*TEXT EXCERPT*.

☆ ☆ ☆

A recess appointment occurs when the President of the United States fills a vacant Federal position during a recess of the United States Senate. The commission or appointment must be ratified (i.e. approved) by the Senate by the end of the next session, or the position becomes vacant again. Recess appointments are authorized by Article II, Section 2 of the U.S. Constitution: "The President shall have Power to fill up all Vacancies that may happen during the Recess of the Senate, by granting Commissions which shall expire at the End of their next Session."
Presidents have sometimes used recess appointments to fill vacancies with individuals who might prove difficult to confirm, or who face staunch opposition within the Senate. The recess appointment is made in hopes that, by the next session, opposition will have diminished. In recent years, however, a recess appointment has tended to harden the attitudes of the opposition party, and confirmation then becomes even more difficult.
Scholars and legal experts disagree as to how long the Senate must be in recess before the President may make such an appointment. President Theodore Roosevelt made several recess apppointments during a one-day recess of the Senate.
Recess appointments have been made since the earliest days of the republic. President George Washington appointed South Carolina judge John Rutledge as Chief Justice of the United States during a congressional recess in 1795. Because of Rutledge's political views and intermittent mental illness, however, the Senate rejected his nomination, and his appointment lapsed.
New Jersey judge William J. Brennan was appointed to the United States Supreme Court by President Dwight D. Eisenhower in 1956 through a recess appointment. This was done partly with an eye on the presidential campaign that year; Eisenhower was running for reelection, and his political advisors thought it would be advantageous to place a northeastern Catholic on the court. Brennan was promptly confirmed when the Senate came back into session. Eisenhower made two other recess appointments.
Ronald Reagan made 243 during his two terms in office. George H. W. Bush made 77 recess appointments during his single term.

☆ ☆ ☆

*SOURCE DATA*.
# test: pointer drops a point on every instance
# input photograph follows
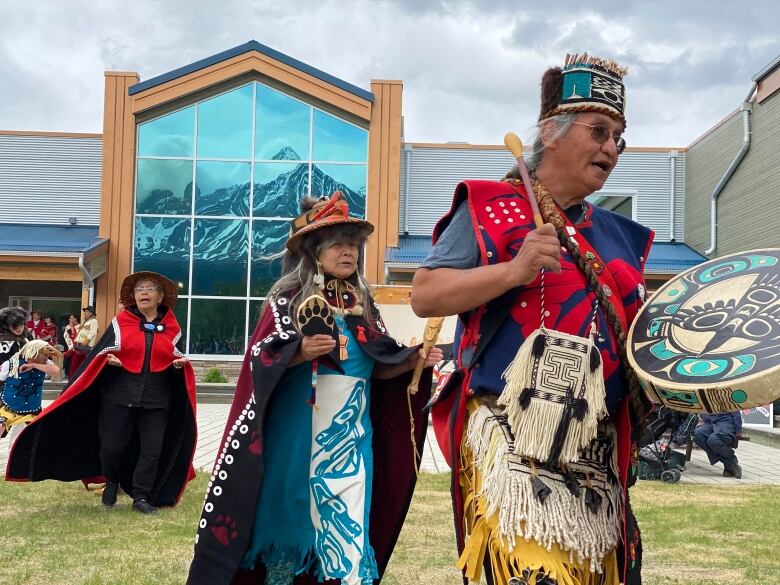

☆ ☆ ☆

*SHORT TASK A*. In the text excerpt on recess appointments, why did Eisenhower's use of a recess appointment to put William J. Brennan on the Supreme Court in 1956 have a political motive? Answer in one to three sentences.
*SHORT TASK B*. According to the text excerpt on recess appointments, how many recess appointments did Ronald Reagan make?
*SHORT TASK C*. Pick up the text on recess appointments right after its final sentence and continue it.

*TASK RESULT A*. Eisenhower was running for reelection in 1956. His political advisors thought placing a northeastern Catholic on the court would benefit the campaign.

*TASK RESULT B*. 243, during his two terms in office.

*TASK RESULT C*.
President Bill Clinton made a recess appointment of Bill Lan Lee as assistant attorney general for civil rights, when it became clear that Lee's strong support of affirmative action would lead to Senate opposition. Similarly, when the Senate did not vote on his nomination of James Hormel to be Ambassador to Luxembourg, Clinton made a recess appointment. Many people felt that the Senate's inaction was because Hormel was an openly gay person, and when he was appointed became the first such person to serve as a U.S. ambassador. Clinton made 140 recess appointments over two terms.
President George W. Bush appointed several judges to U.S. courts of appeals using recess appointments after their nominations were subjected to a Senate filibuster by opposition Democrats. One, Judge Charles Pickering of the Fifth Circuit U.S. Court of Appeals, withdrew his name from consideration for renomination when his recess appointment expired. As of July 31, 2005, Bush has made 105 recess appointments.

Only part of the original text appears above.